## RECORD EXCERPTS
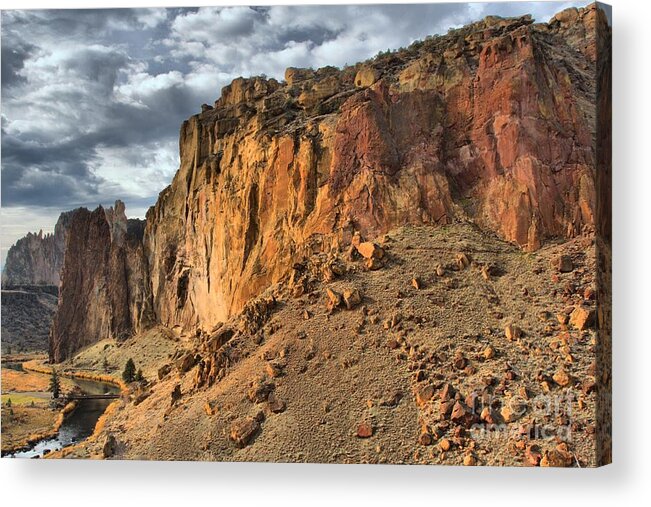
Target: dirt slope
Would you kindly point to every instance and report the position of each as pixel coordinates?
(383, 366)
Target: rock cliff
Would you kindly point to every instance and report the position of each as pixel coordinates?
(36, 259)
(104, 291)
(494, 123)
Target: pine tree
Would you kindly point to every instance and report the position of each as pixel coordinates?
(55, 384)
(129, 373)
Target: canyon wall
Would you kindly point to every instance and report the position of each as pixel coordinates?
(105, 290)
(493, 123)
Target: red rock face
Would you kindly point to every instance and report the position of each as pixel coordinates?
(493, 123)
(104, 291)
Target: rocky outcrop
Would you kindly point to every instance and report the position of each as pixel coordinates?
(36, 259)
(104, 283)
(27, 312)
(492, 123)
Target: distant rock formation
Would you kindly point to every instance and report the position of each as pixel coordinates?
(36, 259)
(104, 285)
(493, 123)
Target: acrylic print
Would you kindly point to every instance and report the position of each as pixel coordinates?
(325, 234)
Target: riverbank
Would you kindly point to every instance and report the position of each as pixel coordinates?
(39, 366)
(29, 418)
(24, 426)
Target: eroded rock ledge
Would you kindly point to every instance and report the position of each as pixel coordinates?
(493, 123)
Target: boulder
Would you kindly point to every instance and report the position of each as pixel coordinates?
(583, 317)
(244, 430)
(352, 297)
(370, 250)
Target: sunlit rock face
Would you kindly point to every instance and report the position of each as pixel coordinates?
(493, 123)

* * *

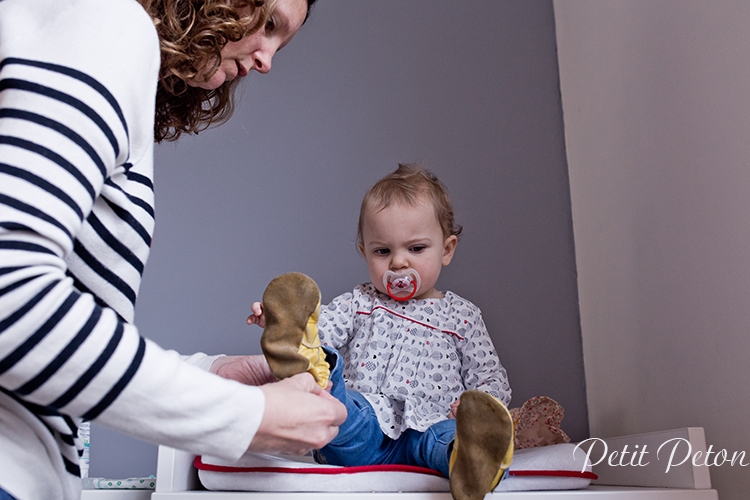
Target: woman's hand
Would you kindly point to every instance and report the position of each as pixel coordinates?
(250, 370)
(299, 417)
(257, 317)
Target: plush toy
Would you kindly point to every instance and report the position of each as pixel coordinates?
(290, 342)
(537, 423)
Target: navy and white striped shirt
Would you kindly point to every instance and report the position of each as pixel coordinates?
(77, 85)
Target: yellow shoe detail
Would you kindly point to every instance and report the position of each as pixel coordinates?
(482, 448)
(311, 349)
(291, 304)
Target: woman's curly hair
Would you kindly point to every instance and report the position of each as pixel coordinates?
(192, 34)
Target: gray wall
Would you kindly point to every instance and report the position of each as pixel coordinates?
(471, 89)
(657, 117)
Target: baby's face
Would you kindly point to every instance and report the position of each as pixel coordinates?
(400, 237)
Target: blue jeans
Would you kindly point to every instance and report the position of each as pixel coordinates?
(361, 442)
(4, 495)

## INSTRUCTIONS TO FOLLOW
Everything starting at the line containing "Target: dirt slope" and ending at the line containing "Target: eroded rock ledge" in the records above should be repeated exactly, and only that.

## RESPONSE TO THE EXERCISE
Target: dirt slope
Would you kindly point to every instance and report the position of each as pixel coordinates?
(383, 366)
Target: rock cliff
Would you kindly point to every instance and report the position of each as pixel coordinates?
(36, 259)
(104, 291)
(494, 123)
Target: pine tree
Would you kindly point to every instance and report the position of each as pixel coordinates?
(55, 384)
(129, 373)
Target: canyon wall
Would you kindly point to every instance and report the position of each as pixel coordinates?
(105, 290)
(493, 123)
Target: red rock face
Would you kindly point to every instance and report the position of each as pixel coordinates?
(493, 123)
(104, 291)
Target: rocky outcrop
Would you kindly point to every instance and report the position of each as pixel coordinates?
(36, 259)
(104, 283)
(27, 312)
(492, 123)
Target: distant rock formation
Would you kindly point to every instance and report the position of each as pixel coordinates?
(36, 259)
(104, 285)
(493, 123)
Target: acrylic print
Would you kindly point to every instance and report the position of each as pixel coordinates?
(325, 234)
Target: riverbank
Would you kindly point to every instance and report the position of each as pixel coordinates?
(39, 366)
(29, 418)
(24, 426)
Target: eroded rock ledge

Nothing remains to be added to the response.